◆ **Exercise**
Can you update the rows below so that every "colander" becomes "strainer", with everything else unchanged and the pictures left out?

◆ **Provided information**
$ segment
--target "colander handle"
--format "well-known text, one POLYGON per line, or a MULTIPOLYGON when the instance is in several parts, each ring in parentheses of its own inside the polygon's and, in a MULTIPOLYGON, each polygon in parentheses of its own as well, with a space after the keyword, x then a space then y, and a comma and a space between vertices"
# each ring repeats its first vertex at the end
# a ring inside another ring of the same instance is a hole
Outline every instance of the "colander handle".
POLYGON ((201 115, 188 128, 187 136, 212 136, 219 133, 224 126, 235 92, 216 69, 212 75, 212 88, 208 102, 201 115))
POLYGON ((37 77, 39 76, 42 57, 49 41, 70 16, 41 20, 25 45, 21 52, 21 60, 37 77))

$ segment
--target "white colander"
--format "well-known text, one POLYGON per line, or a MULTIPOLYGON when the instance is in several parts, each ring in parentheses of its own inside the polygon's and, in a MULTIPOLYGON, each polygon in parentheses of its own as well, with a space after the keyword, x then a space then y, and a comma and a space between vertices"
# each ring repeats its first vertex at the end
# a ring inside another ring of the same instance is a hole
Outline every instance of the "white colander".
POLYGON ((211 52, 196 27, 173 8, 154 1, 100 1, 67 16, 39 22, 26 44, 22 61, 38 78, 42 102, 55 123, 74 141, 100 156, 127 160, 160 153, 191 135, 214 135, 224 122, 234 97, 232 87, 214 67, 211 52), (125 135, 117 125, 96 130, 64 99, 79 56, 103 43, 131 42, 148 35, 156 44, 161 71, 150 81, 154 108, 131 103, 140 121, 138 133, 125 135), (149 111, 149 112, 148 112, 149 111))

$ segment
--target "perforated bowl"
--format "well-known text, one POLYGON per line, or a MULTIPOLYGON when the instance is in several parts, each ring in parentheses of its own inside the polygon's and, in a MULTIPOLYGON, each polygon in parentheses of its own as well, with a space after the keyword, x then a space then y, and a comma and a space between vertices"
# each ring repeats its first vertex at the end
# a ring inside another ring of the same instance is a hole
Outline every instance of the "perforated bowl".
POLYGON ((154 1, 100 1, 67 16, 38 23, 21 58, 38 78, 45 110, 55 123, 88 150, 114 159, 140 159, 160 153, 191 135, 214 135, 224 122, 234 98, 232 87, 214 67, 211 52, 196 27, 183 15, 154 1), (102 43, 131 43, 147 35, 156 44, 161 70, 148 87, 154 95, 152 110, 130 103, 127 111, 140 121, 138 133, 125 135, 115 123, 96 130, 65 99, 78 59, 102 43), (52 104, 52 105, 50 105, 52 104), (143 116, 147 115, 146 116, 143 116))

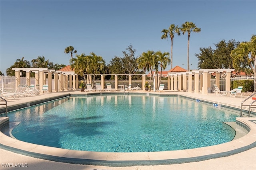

◆ **Worked solution**
$ segment
--target "strainer handle"
--format "well-known text, one POLYGON per line, or a MULTIPOLYGON when the instance is in several parts, each ring in parentheses of its own inside the polygon's and, in a MULTIPOLYGON, each polygon in parentheses of its own as well, with a space after the keyword, x then a space then y, and a comma and a space between vertices"
# each ring repeats its first vertex at the end
# a ring inside another ring of the same instance is a hole
Outline every instance of the "strainer handle".
POLYGON ((201 115, 188 128, 187 136, 212 136, 219 133, 224 126, 235 92, 216 69, 212 75, 212 88, 208 102, 201 115))
POLYGON ((37 77, 39 76, 42 57, 49 41, 70 16, 41 20, 25 45, 21 52, 21 60, 37 77))

$ segment
--target "white strainer"
--format "well-known text, one POLYGON per line, or a MULTIPOLYGON when the instance is in several parts, each ring in parentheses of its own inside the polygon's and, in a MULTIPOLYGON, each polygon in parentheses of its own as well, with a space after the keyword, x then a space then y, and a comma and a space between vertices"
# each ring repeats its first vertex at the end
# a ring inside another ring of the same instance is a hole
Outline every instance of the "white strainer".
POLYGON ((211 52, 196 27, 173 8, 154 1, 100 1, 67 16, 39 22, 26 44, 22 61, 38 78, 42 102, 55 123, 74 141, 100 156, 127 160, 160 153, 191 135, 214 135, 224 122, 234 97, 232 87, 214 67, 211 52), (125 135, 117 125, 96 130, 64 99, 79 56, 103 43, 131 42, 148 35, 156 44, 161 71, 150 81, 154 108, 131 103, 140 121, 138 133, 125 135), (149 111, 149 112, 148 112, 149 111))

$ segment
--target "perforated bowl"
--format "well-known text, one POLYGON per line, or a MULTIPOLYGON when the instance is in several parts, each ring in parentheses of its own inside the polygon's and, in a MULTIPOLYGON, each polygon in parentheses of its own as well, with a space after the keyword, x then a space then y, and a comma and a space between vertices"
# each ring repeats its first vertex at the end
# a ring inside another ring of the same instance is a hole
Outline every instance of the "perforated bowl".
POLYGON ((154 1, 100 1, 67 16, 38 23, 21 58, 38 78, 45 110, 55 123, 88 150, 114 159, 140 159, 160 153, 191 135, 214 135, 224 122, 234 98, 232 87, 214 67, 211 52, 196 27, 183 15, 154 1), (102 43, 131 43, 147 35, 156 44, 161 70, 148 87, 154 95, 152 110, 130 103, 127 111, 140 121, 138 133, 125 135, 115 123, 96 130, 65 99, 78 59, 102 43), (52 104, 52 105, 50 105, 52 104), (143 116, 147 115, 146 116, 143 116))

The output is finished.